• Required work: Please quote the items word for word, from their first line through the line holding "254;721;400;759", both included.

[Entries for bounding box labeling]

○ ○ ○ ○

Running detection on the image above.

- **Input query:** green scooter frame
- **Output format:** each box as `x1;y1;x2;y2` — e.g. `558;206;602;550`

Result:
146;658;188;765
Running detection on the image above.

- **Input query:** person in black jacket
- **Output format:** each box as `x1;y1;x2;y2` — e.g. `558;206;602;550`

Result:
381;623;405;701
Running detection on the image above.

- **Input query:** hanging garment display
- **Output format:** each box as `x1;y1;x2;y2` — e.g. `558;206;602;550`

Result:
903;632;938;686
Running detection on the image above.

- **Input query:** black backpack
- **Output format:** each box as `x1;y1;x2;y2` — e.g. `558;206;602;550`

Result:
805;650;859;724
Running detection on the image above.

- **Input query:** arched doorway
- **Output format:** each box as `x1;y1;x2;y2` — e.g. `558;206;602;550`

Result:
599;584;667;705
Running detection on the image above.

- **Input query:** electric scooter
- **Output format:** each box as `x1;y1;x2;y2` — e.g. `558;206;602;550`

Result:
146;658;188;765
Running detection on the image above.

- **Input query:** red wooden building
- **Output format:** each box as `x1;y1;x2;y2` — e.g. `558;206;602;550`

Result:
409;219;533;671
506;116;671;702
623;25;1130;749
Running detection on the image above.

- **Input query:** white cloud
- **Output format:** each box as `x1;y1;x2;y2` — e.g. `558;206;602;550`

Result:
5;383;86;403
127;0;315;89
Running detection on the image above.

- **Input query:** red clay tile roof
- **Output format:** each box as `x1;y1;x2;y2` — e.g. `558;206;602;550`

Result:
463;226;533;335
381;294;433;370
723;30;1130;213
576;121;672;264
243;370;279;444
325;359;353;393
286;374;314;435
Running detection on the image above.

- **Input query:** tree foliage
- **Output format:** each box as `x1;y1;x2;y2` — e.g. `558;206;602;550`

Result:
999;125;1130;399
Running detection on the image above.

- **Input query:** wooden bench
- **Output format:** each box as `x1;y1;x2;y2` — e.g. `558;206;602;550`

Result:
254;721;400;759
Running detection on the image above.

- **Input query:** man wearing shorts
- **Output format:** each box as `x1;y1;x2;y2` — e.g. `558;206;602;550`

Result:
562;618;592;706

○ ○ ○ ○

• Answer to this problem:
Running detection on the image above.

- **Input query:** green scooter frame
- **Output format:** each box as `x1;y1;x2;y2` — e.g. `558;206;602;550`

Result:
146;658;188;765
Running detection on the image above.

- **Input query:** person in black jacket
- **Output format:** each box as `x1;y1;x2;y2` — e.g. `558;206;602;550`

Result:
381;623;405;701
Running detection on the image above.

- **Input query:** hanging garment display
- **Output format:** each box as `x1;y1;x2;y2` — e.g. `558;206;602;550`

Result:
903;632;938;686
Running detection on the image above.

- **Input query:** black backpack
- **Output format:** each box as `x1;y1;x2;y2` — e.g. `558;206;602;550`

Result:
805;650;859;724
Running detection on the image above.

- **Input query:** arched doorway
- **Output format:** each box as `x1;y1;x2;y2` — e.g. `558;206;602;550`

Result:
599;584;667;705
Running detection on the image above.

- **Input query:** electric scooter
- **Output format:** each box as `x1;y1;x2;y2` — e.g. `558;206;602;550`

Result:
146;658;188;765
Running detection on the image above.

- **Input query:** red wooden building
- **Output format:** each box as `x1;y1;x2;y2` — e.g. `558;206;602;550`

Result:
409;219;533;671
506;116;671;702
623;25;1130;749
Running detection on the image above.

- **Input query:** white cloud
- **Output format:** each box as `x1;y1;x2;y2` — e.g. `558;206;602;550`

Result:
5;383;86;403
127;0;315;89
Running detection on the image above.

- **Input query:** red clay tile roof
- **Output format:** each box as `x1;y1;x2;y2` — e.g. `558;206;602;550`

Result:
463;226;533;335
381;294;433;370
723;30;1130;213
576;121;672;264
243;370;279;444
325;359;353;393
286;374;314;435
Running detection on the image above.

- **Input query:** tree foliage
- **Output format:** each box as `x1;y1;x2;y2` — e.g. `558;206;602;550`

Result:
999;125;1130;399
Running detection on the image above.

- **Input query:** wooden bench
- **Output format:** each box as `x1;y1;x2;y2` — e.g. `558;206;602;550`

Result:
254;721;400;759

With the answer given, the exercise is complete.